++++ INPUT RECORDS ++++

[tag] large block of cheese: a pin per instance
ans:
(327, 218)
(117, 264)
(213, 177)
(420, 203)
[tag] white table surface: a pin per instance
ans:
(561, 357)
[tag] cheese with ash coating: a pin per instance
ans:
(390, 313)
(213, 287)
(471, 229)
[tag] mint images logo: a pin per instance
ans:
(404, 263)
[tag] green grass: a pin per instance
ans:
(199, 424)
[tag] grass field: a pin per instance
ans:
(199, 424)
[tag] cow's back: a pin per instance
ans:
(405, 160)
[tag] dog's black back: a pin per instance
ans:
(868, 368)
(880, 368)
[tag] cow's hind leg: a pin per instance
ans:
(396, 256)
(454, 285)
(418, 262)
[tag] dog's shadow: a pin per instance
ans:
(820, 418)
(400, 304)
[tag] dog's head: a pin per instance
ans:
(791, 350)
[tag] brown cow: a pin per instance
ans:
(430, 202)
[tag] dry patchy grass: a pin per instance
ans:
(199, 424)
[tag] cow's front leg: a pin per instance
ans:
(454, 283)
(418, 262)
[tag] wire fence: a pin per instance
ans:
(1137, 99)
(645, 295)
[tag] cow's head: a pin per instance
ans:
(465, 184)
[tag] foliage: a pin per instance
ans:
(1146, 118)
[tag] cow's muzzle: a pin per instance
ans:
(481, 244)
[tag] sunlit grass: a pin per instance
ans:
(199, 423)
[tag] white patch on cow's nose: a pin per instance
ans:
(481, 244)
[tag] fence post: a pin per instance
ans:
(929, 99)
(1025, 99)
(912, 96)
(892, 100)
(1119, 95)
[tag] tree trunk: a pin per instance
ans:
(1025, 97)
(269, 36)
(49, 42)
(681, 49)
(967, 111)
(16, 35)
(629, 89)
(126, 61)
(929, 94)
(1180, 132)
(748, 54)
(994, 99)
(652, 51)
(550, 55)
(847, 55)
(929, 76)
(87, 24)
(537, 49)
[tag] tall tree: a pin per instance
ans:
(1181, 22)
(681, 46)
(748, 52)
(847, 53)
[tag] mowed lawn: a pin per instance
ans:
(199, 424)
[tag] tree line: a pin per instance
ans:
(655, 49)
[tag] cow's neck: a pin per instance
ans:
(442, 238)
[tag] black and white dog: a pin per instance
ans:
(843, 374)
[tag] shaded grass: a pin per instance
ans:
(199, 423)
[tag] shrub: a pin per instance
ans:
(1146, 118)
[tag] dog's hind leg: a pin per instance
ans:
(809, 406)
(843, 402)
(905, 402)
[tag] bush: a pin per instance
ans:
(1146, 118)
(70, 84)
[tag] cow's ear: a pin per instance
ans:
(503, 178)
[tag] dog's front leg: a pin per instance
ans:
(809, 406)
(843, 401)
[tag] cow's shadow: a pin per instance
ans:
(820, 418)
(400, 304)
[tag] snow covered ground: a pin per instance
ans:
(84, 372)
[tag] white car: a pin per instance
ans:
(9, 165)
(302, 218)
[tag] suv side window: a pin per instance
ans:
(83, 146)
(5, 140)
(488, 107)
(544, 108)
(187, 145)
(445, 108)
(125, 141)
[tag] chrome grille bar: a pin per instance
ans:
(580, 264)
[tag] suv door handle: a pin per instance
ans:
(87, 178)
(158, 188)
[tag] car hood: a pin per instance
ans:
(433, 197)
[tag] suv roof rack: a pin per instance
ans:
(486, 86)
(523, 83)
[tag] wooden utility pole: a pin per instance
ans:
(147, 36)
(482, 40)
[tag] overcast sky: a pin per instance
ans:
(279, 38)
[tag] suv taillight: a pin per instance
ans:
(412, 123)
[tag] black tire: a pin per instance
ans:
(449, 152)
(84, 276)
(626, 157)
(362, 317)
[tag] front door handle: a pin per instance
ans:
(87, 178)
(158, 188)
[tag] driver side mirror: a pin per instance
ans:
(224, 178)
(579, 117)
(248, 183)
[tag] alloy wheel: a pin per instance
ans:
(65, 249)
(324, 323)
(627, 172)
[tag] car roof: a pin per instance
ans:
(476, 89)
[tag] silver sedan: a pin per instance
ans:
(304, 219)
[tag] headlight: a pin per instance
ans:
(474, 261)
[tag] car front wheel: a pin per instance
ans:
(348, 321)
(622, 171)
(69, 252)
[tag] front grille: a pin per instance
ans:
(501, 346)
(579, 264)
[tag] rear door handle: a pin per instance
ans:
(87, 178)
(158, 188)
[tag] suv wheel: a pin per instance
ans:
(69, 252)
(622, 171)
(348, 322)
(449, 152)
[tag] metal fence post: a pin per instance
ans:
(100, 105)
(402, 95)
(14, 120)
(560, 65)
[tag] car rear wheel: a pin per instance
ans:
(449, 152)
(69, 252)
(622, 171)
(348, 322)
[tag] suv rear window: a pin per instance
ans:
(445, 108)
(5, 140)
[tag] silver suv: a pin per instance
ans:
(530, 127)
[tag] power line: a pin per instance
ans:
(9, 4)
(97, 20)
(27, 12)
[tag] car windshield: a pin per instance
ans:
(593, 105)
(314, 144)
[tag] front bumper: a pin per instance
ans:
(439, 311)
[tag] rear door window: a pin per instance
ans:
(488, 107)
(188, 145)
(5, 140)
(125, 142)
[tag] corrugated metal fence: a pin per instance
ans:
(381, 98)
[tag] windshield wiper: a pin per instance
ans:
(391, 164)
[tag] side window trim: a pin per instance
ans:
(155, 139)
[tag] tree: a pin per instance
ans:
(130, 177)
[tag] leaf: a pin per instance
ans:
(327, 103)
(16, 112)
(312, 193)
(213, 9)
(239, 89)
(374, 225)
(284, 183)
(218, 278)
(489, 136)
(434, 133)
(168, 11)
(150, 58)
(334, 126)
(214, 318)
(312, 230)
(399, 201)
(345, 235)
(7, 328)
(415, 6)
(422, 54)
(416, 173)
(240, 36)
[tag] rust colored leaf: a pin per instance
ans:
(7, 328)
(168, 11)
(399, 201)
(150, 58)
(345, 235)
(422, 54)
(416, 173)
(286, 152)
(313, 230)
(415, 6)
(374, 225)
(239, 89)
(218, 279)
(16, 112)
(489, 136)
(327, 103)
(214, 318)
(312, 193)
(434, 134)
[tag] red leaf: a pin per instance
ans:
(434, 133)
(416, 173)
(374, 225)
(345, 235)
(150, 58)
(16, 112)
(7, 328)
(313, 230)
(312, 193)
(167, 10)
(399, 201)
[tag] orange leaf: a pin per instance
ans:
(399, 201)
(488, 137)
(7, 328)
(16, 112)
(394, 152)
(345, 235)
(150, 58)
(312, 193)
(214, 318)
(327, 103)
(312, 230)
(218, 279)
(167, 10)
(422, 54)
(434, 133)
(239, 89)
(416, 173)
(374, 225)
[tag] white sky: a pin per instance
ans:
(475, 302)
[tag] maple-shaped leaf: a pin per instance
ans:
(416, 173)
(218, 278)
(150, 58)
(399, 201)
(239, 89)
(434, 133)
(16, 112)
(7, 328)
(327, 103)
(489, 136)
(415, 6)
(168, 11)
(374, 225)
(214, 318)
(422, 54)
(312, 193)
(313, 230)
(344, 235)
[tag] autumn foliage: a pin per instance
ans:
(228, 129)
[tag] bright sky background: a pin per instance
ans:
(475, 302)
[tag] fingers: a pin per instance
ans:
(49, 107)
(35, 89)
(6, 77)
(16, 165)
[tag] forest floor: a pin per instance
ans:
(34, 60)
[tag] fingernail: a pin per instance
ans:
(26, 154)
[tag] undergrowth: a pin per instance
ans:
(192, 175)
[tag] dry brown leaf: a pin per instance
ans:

++++

Copy everything from the line containing "[tag] fingers: a pin per instance" down to the end of the listing, scaling every point coordinate in the answers by 2.55 and rounding to the nearest whole number, with halves rounded up. Keep the tag lines and "ans:" lines unchanged.

> [TASK OUTPUT]:
[tag] fingers: a pin per instance
ans:
(125, 273)
(89, 227)
(15, 196)
(41, 421)
[tag] forest floor: a pin per instance
ans:
(87, 153)
[tag] fingernail: a pin per instance
ans:
(66, 393)
[tag] undergrowth: a pin per instance
ans:
(490, 446)
[tag] dry brown leaf: a pin per instance
ans:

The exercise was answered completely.